>> BEGIN
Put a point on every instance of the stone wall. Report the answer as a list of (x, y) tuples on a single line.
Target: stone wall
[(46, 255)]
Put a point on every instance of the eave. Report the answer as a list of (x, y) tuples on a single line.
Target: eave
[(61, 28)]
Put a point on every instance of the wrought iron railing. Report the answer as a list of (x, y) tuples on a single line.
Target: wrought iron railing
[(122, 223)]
>> END
>> BEGIN
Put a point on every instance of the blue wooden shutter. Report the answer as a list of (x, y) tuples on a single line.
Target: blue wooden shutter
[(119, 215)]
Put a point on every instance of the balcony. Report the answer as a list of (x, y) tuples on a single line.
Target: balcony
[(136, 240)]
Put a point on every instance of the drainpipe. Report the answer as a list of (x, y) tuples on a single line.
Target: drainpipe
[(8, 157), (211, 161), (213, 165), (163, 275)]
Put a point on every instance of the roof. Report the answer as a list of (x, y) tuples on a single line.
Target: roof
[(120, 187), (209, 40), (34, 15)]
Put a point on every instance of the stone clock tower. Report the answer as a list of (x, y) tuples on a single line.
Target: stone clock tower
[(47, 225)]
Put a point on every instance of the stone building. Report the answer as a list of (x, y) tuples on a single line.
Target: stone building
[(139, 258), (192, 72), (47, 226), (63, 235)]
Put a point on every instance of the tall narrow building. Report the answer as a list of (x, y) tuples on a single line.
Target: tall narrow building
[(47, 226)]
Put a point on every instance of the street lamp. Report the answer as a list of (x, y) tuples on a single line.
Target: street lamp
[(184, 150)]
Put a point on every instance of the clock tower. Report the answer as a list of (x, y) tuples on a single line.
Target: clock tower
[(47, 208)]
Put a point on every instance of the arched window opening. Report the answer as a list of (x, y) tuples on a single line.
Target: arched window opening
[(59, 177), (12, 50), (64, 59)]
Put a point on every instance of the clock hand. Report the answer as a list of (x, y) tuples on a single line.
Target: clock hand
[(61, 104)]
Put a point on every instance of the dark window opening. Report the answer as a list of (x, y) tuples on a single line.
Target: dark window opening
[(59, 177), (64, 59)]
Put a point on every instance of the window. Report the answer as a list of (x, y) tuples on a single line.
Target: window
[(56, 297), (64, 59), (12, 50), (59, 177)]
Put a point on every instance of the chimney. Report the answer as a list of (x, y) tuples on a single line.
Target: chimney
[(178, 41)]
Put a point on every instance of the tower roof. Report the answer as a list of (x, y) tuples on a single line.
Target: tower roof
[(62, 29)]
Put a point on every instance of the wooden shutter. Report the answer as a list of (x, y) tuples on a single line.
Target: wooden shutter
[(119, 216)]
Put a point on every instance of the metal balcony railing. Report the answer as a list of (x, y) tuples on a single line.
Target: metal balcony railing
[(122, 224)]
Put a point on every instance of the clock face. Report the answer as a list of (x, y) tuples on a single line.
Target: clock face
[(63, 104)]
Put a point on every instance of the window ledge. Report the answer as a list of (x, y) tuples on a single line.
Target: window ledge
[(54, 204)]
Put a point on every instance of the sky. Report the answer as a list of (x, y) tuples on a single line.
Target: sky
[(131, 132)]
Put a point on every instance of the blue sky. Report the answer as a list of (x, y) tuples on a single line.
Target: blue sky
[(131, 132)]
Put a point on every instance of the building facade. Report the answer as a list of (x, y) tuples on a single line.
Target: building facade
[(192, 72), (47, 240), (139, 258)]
>> END
* Instructions to follow
Recast the records between the lines holding "Put a point on every instance of the blue wooden" and "[(119, 215)]", inclusive, as a Markdown table with the columns "No." and "Line". Give each nonblank line its own numbered row.

* Written answer
| No. | Line |
|---|---|
| 1 | Put a point on every instance of the blue wooden shutter. Report the answer as a list of (x, y) tuples on a single line. |
| 2 | Target: blue wooden shutter |
| 3 | [(119, 215)] |